[Data excerpted from a collection]
== == ==

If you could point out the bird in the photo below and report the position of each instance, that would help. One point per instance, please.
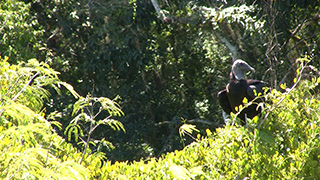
(239, 88)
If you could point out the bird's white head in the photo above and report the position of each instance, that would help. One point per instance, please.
(239, 68)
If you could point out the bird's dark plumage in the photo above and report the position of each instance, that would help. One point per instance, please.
(239, 88)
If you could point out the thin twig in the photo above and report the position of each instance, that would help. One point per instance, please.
(286, 94)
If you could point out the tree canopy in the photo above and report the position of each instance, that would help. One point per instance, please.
(160, 63)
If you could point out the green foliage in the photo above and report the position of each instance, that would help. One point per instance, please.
(286, 146)
(20, 35)
(84, 111)
(30, 148)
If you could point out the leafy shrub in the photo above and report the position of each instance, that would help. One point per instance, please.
(285, 145)
(29, 147)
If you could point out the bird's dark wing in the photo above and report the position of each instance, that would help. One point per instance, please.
(255, 86)
(224, 101)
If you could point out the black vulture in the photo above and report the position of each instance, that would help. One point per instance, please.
(239, 88)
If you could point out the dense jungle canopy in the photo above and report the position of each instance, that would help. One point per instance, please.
(160, 62)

== == ==

Exercise brief ::
Rewrite all of the data above, replacing "photo" with "image" and leaving everything else unchanged. Omit the pictures from your version.

Task output ::
If you could point out the bird in the image below and report the position of each instance, that would help. One point per instance, please.
(239, 88)
If you could point out the bird's white head in the image above and report the position of each instance, that would help. One point per instance, please.
(239, 68)
If you could point out the bird's dark plumage in the image above and report the position of each instance, that would help. One point per instance, please.
(239, 88)
If you could point out the thin twig in the image above and report the position of each instance, that would help. One point per instance, please.
(286, 94)
If you could point out the tree canopy in the image above and report the position of each instance, that would help. One point per instance, please.
(160, 63)
If you could point out the green foliage in the image above and report the position of each instance, that would help. One point per instance, please.
(286, 146)
(20, 35)
(84, 111)
(30, 148)
If you could point out the leafy shrub in the image above and report the position of each instance, that would help. One point per instance, please.
(285, 145)
(29, 147)
If you could point out the bird's dark wing in the image above and report the position of each instance, that would help. One point per instance, please.
(255, 86)
(224, 101)
If you could point out the black vulture in the image above and report the position of each instance, that would help. One point per instance, please.
(239, 88)
If you could point out the dense jungle canopy in the image above and report the position of each instance, that would help. One point per instance, please.
(160, 62)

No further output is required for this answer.